GIVEN EXERCISE —
Render the data below as a Markdown table with two columns, No. and Line. Number the non-blank lines in order and leave out the blank ones.

-- begin --

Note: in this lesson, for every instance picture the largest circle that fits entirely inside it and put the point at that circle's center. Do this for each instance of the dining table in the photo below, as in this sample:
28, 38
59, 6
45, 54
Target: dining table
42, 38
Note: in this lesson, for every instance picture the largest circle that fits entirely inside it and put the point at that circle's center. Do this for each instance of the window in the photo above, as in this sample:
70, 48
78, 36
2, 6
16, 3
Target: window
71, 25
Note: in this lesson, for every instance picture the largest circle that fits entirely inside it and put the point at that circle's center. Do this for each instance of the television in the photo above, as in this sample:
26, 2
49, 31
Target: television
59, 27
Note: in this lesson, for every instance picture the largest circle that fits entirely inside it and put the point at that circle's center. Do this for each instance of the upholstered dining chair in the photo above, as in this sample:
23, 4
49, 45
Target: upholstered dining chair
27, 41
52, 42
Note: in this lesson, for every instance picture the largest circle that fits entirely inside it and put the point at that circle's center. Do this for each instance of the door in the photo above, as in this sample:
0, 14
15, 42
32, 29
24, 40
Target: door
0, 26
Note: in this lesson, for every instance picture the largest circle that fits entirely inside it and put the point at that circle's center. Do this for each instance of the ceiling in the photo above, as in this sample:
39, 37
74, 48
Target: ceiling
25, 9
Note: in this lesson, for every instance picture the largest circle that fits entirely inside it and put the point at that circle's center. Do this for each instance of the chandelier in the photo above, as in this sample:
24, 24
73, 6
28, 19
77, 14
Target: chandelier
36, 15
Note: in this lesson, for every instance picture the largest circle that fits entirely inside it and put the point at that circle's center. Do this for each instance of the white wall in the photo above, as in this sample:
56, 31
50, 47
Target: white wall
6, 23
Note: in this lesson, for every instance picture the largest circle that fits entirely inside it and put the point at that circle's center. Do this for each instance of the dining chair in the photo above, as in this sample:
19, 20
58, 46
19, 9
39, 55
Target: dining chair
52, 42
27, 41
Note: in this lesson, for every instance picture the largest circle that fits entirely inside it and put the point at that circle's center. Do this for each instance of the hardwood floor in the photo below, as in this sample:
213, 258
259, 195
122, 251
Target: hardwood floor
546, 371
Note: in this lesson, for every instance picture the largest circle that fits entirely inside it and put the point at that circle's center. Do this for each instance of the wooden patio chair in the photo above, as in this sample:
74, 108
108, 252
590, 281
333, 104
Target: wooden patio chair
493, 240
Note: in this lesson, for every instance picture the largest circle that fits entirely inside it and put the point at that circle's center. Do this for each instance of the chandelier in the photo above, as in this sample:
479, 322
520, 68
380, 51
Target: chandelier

-- end --

ANSWER IN FULL —
| No. | Line |
|---|---|
| 1 | Note: in this lesson, for every instance picture the largest circle that fits entirely inside it and put the point at that circle's center. Do this for each instance of the dining table in the photo below, as in this sample: |
| 2 | 28, 38 |
| 3 | 59, 6 |
| 4 | 45, 54 |
| 5 | Target: dining table |
| 6 | 42, 38 |
| 7 | Note: in this lesson, for every instance picture the largest circle that fits entirely inside it and put the point at that circle's center. Do this for each instance of the window in the photo above, as in this sample: |
| 8 | 70, 48 |
| 9 | 78, 36 |
| 10 | 2, 6 |
| 11 | 16, 3 |
| 12 | Target: window |
| 13 | 71, 25 |
| 14 | Note: in this lesson, for every instance picture the largest circle that fits entirely inside it and put the point at that circle's center. Do this for each instance of the television in the photo above, as in this sample: |
| 15 | 26, 2 |
| 16 | 49, 31 |
| 17 | Target: television |
| 18 | 59, 27 |
| 19 | Note: in this lesson, for every instance picture the largest circle that fits entirely inside it and put the point at that circle's center. Do this for each instance of the upholstered dining chair in the photo above, as in this sample: |
| 20 | 23, 4 |
| 21 | 49, 45 |
| 22 | Target: upholstered dining chair |
| 23 | 27, 41 |
| 24 | 52, 42 |
| 25 | Note: in this lesson, for every instance picture the largest circle that fits entirely inside it and put the point at that circle's center. Do this for each instance of the door in the photo above, as in this sample: |
| 26 | 0, 14 |
| 27 | 15, 42 |
| 28 | 32, 29 |
| 29 | 24, 40 |
| 30 | Target: door |
| 31 | 0, 26 |
| 32 | Note: in this lesson, for every instance picture the largest circle that fits entirely inside it and put the point at that circle's center. Do this for each instance of the ceiling in the photo above, as in this sample: |
| 33 | 39, 37 |
| 34 | 74, 48 |
| 35 | Target: ceiling |
| 36 | 25, 9 |
| 37 | Note: in this lesson, for every instance picture the largest circle that fits entirely inside it and put the point at that circle's center. Do this for each instance of the chandelier in the photo above, as in this sample: |
| 38 | 24, 24 |
| 39 | 73, 6 |
| 40 | 28, 19 |
| 41 | 77, 14 |
| 42 | Target: chandelier |
| 43 | 36, 15 |
| 44 | Note: in this lesson, for every instance picture the largest circle that fits entirely inside it and put the point at that circle's center. Do this for each instance of the white wall in the photo above, as in this sample: |
| 45 | 56, 31 |
| 46 | 50, 47 |
| 47 | Target: white wall |
| 48 | 6, 23 |
| 49 | Note: in this lesson, for every instance picture the largest circle that fits entirely inside it and put the point at that circle's center. Do this for each instance of the dining chair in the photo above, as in this sample: |
| 50 | 19, 20 |
| 51 | 58, 46 |
| 52 | 19, 9 |
| 53 | 39, 55 |
| 54 | Target: dining chair |
| 55 | 52, 42 |
| 56 | 27, 41 |
| 57 | Note: in this lesson, for every instance picture the largest circle that fits entirely inside it and put the point at that circle's center. Do this for each instance of the hardwood floor in the photo below, as in this sample: |
| 58 | 213, 258 |
| 59 | 259, 195 |
| 60 | 122, 251 |
| 61 | Target: hardwood floor |
| 62 | 546, 371 |
| 63 | Note: in this lesson, for every instance picture the largest circle that fits entirely inside it and put the point at that circle's center. Do this for each instance of the wooden patio chair in the photo above, as in this sample: |
| 64 | 74, 108 |
| 65 | 108, 252 |
| 66 | 590, 281 |
| 67 | 333, 104 |
| 68 | Target: wooden patio chair |
| 69 | 493, 240 |
| 70 | Note: in this lesson, for every instance picture the largest circle that fits entirely inside it and put the point at that circle's center. Do this for each instance of the chandelier in the photo above, as in this sample: |
| 71 | 479, 322 |
| 72 | 520, 68 |
| 73 | 380, 51 |
| 74 | Target: chandelier |